* [What is asked]
Reproduce all of the data below word for word.

---- Supplied records

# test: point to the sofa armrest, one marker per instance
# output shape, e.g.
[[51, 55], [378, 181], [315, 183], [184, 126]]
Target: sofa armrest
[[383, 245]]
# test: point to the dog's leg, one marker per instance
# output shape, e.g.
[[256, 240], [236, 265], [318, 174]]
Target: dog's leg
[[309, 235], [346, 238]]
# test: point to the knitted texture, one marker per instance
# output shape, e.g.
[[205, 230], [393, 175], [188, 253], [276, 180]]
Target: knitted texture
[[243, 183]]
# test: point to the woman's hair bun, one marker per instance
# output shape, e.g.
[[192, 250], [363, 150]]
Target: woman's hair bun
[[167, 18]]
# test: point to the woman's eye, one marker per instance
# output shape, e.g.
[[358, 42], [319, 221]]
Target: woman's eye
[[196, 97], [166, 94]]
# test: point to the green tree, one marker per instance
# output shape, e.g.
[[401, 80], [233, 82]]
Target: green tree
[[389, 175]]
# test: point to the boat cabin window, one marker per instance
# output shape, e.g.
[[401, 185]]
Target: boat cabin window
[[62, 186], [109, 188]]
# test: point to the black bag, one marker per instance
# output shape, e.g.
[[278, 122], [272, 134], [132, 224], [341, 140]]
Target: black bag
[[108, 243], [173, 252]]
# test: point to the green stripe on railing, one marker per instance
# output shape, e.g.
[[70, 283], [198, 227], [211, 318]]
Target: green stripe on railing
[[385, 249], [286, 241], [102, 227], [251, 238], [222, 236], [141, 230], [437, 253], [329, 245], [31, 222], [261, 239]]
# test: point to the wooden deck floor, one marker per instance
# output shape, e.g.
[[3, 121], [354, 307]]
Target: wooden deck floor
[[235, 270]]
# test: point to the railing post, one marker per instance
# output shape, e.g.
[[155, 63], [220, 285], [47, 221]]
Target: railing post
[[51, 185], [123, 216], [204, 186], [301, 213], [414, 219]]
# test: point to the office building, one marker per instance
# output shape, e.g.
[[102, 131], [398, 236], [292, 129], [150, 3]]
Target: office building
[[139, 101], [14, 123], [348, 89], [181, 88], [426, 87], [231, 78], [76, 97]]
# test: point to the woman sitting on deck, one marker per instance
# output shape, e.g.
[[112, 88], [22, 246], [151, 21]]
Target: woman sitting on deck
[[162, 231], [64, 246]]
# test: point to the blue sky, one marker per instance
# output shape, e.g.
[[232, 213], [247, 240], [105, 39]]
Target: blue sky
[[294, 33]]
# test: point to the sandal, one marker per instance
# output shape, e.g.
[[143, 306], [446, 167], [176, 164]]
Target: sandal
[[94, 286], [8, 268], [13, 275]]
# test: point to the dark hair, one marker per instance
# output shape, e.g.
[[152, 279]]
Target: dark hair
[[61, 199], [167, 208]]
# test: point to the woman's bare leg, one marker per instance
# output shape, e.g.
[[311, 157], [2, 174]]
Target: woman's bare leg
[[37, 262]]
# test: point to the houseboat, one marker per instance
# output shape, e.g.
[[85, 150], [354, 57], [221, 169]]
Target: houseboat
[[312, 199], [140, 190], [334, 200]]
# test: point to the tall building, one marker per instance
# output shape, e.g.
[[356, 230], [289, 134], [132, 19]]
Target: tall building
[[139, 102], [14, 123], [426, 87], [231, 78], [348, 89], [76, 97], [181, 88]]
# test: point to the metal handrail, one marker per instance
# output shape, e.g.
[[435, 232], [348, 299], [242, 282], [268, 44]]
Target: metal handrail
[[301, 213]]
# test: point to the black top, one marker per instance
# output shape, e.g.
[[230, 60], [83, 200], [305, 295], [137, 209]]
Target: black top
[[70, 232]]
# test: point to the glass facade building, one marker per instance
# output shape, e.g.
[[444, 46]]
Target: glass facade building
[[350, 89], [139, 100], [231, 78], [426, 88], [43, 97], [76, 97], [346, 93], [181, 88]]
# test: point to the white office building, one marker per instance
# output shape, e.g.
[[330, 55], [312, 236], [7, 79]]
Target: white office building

--------

* [Full output]
# test: point to the sofa armrest, one marker per instance
# output shape, e.g.
[[51, 55], [378, 181], [315, 183], [184, 126]]
Target: sofa armrest
[[383, 245]]
# test: point to the dog's leg, one marker per instance
# output shape, e.g.
[[256, 240], [236, 265], [318, 174]]
Target: dog's leg
[[309, 235], [346, 238]]
# test: point to the knitted texture, one marker per instance
# output shape, e.g.
[[205, 230], [393, 175], [188, 253], [276, 180]]
Target: knitted texture
[[243, 183]]
# test: point to the woman's hair bun, one marker per instance
# output shape, e.g.
[[192, 250], [363, 150]]
Target: woman's hair bun
[[167, 18]]
# test: point to the woman's eye, one marker per instance
# output shape, e.g.
[[358, 42], [319, 221]]
Target: woman's eye
[[196, 97], [166, 94]]
# test: point to the green tree, one marker per instance
# output shape, e.g.
[[401, 80], [233, 82]]
Target: green tree
[[389, 175]]
# test: point to the boat cabin window, one marker per instance
# output shape, e.g.
[[401, 185]]
Target: boat cabin window
[[62, 186], [109, 188]]
# test: point to the black bag, one marker per instance
# output shape, e.g.
[[278, 122], [272, 134], [132, 224], [341, 140]]
Target: black bag
[[108, 243], [173, 252]]
# test: point to the green stripe on railing, one marker per instance
# output shape, e.g.
[[70, 283], [198, 227], [211, 318]]
Target: green stripe on railing
[[385, 249], [286, 241], [102, 227], [251, 238], [222, 236], [141, 230], [437, 253], [329, 245], [31, 222], [261, 239]]
# test: point to the wooden deck floor, one marker per instance
# output shape, e.g.
[[3, 121], [354, 307]]
Target: wooden deck floor
[[235, 270]]
# test: point to the railing post, one marker per instance
# output shape, e.g.
[[155, 63], [220, 285], [47, 221]]
Target: railing post
[[51, 185], [123, 216], [204, 186], [301, 213], [414, 219]]
# test: point to the office building, one marker per instance
# output shape, e.g.
[[102, 131], [398, 236], [292, 129], [150, 3]]
Target: office building
[[139, 101], [14, 123], [348, 89], [181, 88], [426, 87], [231, 78], [76, 97]]
# test: point to the woman sitting on deck, one marker per instance
# output shape, e.g.
[[112, 88], [22, 246], [151, 21]]
Target: woman sitting on deck
[[162, 231], [64, 246]]
# test: point to the blue sky, one marker per instance
# output shape, e.g.
[[232, 213], [247, 240], [105, 39]]
Target: blue sky
[[294, 33]]
# test: point to the sandal, one marker per instance
# output shape, e.g.
[[143, 306], [446, 167], [176, 164]]
Target: sandal
[[94, 286], [8, 268], [13, 275]]
# test: point to the dark hair, one marker per instance
# output shape, e.g.
[[152, 279]]
Target: dark hair
[[61, 199], [167, 208]]
# test: point to the woman's bare leg, one marker per instance
# output shape, e.g.
[[311, 157], [2, 174]]
Target: woman's bare leg
[[37, 262]]
# test: point to the houseboat, one marker per instance
# output shape, e.g.
[[85, 150], [354, 57], [221, 169]]
Target: houseboat
[[312, 199], [140, 190], [334, 200]]
# test: point to the tall building, one marker per instance
# output shape, e.g.
[[356, 230], [289, 134], [132, 19]]
Target: tall building
[[139, 102], [14, 123], [426, 87], [231, 78], [348, 89], [76, 97], [181, 88]]
# test: point to the metal handrail, one marker per instance
# output shape, e.g.
[[435, 232], [348, 299], [242, 282], [268, 44]]
Target: metal handrail
[[301, 213]]
# test: point to the black top, one marker per instance
# output shape, e.g.
[[230, 60], [83, 200], [305, 295], [137, 209]]
Target: black top
[[70, 232]]
# test: point to the glass facade building, one marker per instance
# output shape, e.g.
[[444, 46]]
Target: glass facade building
[[350, 89], [139, 100], [231, 78], [426, 88], [43, 97], [76, 97], [346, 93], [181, 88]]
# test: point to the white office building, one marker per instance
# output shape, e.g.
[[330, 55], [312, 236], [7, 79]]
Target: white office building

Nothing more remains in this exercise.